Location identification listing
/---

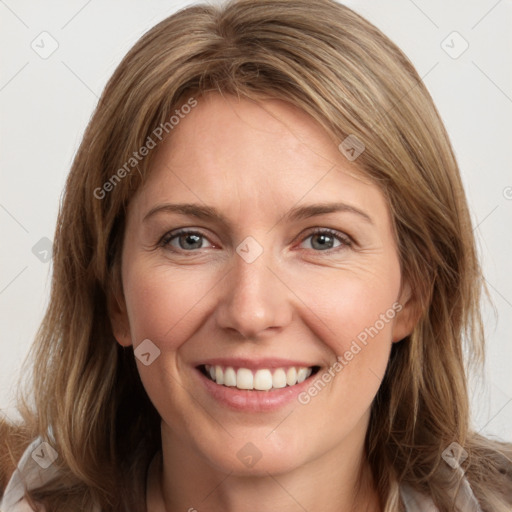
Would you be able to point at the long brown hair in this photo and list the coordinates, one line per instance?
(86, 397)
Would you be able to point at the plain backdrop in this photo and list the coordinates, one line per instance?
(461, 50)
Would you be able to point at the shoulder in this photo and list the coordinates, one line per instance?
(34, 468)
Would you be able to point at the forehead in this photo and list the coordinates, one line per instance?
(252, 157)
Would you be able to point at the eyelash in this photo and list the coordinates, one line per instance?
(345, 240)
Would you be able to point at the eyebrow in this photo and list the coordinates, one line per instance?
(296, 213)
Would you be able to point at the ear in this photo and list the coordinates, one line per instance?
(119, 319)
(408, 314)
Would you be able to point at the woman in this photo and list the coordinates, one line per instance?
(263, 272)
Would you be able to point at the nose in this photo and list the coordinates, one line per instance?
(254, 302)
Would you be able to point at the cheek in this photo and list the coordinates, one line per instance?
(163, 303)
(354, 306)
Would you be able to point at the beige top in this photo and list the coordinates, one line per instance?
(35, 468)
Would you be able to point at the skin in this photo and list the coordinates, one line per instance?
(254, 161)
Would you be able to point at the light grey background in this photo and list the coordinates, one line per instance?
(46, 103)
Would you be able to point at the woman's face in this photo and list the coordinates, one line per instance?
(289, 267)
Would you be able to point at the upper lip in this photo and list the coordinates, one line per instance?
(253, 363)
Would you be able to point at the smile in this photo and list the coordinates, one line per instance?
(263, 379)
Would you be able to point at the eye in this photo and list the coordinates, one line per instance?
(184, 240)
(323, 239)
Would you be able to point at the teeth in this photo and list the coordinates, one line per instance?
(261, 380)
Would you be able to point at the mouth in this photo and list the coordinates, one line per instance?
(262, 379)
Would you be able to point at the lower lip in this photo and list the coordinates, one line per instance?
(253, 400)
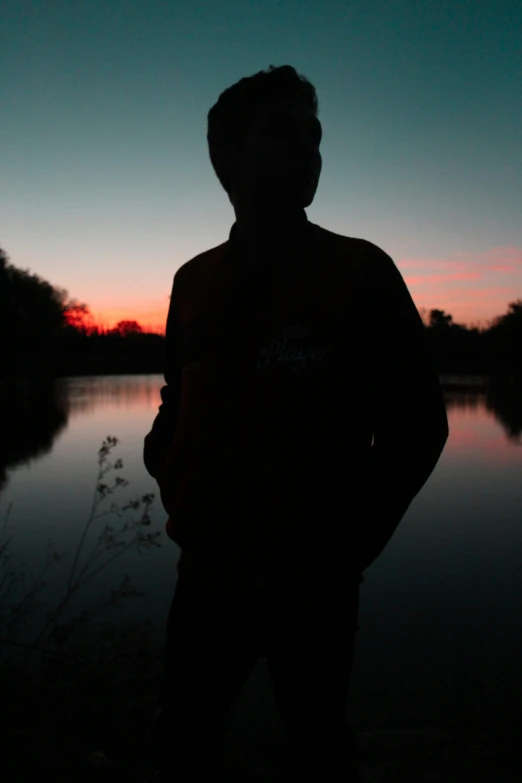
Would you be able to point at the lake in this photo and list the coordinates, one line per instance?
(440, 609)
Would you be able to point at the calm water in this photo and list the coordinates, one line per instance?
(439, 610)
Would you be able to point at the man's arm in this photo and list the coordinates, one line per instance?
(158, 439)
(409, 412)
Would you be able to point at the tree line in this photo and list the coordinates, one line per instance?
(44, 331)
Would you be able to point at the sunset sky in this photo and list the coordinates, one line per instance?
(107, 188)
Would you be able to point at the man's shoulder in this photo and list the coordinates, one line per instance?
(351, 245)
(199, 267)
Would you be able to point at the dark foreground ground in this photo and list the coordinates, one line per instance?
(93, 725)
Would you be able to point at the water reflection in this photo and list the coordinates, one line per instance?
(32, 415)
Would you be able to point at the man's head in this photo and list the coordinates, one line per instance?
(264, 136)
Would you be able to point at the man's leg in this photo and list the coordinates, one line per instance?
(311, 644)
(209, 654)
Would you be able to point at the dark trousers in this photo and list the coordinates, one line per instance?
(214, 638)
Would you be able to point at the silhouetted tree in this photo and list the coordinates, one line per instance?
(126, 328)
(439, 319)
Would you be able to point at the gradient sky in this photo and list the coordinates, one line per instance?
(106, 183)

\---

Aim of the exercise
Retype every line of the listing exactly as it appears, leaving out the pictures.

Reply to the exercise
Would you be able to point at the long brown hair in this photo and list the coordinates, one line per instance?
(86, 397)
Would you be able to point at the plain backdrop in this photo and list the coordinates, one line per instance?
(461, 50)
Would you be able to point at the shoulder in this photo and list the coordinates, one line per instance?
(34, 468)
Would you be able to point at the forehead in this photo and list the coordinates, one line per instance?
(252, 157)
Would you be able to point at the eyelash in this photo and list the coordinates, one line per instance?
(345, 240)
Would you be able to point at the eyebrow in this photo and list the coordinates, one line per instance?
(296, 213)
Would you be able to point at the ear in this photo and list the coordinates, one line per instance?
(119, 319)
(408, 314)
Would you be able to point at the woman in this photo and list the coordinates, one line per instance?
(263, 272)
Would you be able to point at the nose in this photo and list the coordinates, one line per instance?
(254, 302)
Would you be able to point at the cheek in this photo and list the coordinates, one line per instance?
(163, 303)
(354, 306)
Would you be able to point at the beige top in this photo and list the coordinates, one line per instance?
(35, 468)
Would you be able to point at the skin in this photo and list the coordinates, one line per instance?
(254, 161)
Would you be able to point at the light grey background in this photo and list the coordinates, one line per instance?
(46, 103)
Would you be able to point at the woman's face in this photo and list the coordinates, one line per instance?
(289, 267)
Would you be able to point at the upper lip in this photo and list the coordinates, one line per instance?
(253, 363)
Would you be able to point at the smile in this photo and list the coordinates, one line per instance?
(263, 379)
Would you be able to point at the eye in this photo and list the coordinates, one line per instance?
(184, 240)
(323, 239)
Would you be able to point at the teeth in this photo and list the coordinates, one line per instance?
(261, 380)
Would you be able to point at the mouth in this photo and list the coordinates, one line per instance?
(262, 379)
Would you be able to point at the lower lip in this photo and list the coordinates, one line per instance?
(253, 400)
Would you be able to point at the lake in this photo and list the coordinates, one line per instance?
(440, 609)
Would you be able to point at the calm water in this photo and list the coordinates, one line per instance?
(439, 610)
Would you be able to point at the man's arm in this photo and list the coordinates, one line per instance?
(158, 439)
(409, 412)
Would you be able to point at the tree line in this photo and list the coordinates, one line per instance?
(44, 331)
Would you be able to point at the sunset sky in this photo and list the coordinates, one line per instance?
(107, 188)
Would you be able to point at the man's shoulder in this photo and list the coordinates, one line per instance?
(351, 245)
(199, 267)
Would you be able to point at the dark foreground ground in this photo and list the coordinates, one line per instance?
(93, 725)
Would you be able to point at the water reflection in this photo and list the coordinates, one line per instance?
(32, 415)
Would you be able to point at the man's head in this photo and list the coordinates, one line per instance?
(264, 136)
Would you be able to point at the man's leg in this photo and list the coordinates, one line per instance?
(311, 644)
(209, 654)
Would you be able to point at the dark trousers in this photo and list the coordinates, one line per instance?
(214, 638)
Would you be able to point at the silhouetted tree in this photo and list the coordinates, one line per instance?
(126, 328)
(439, 319)
Would you be able to point at the gradient sky in this photo and list the coordinates, one line per instance?
(106, 183)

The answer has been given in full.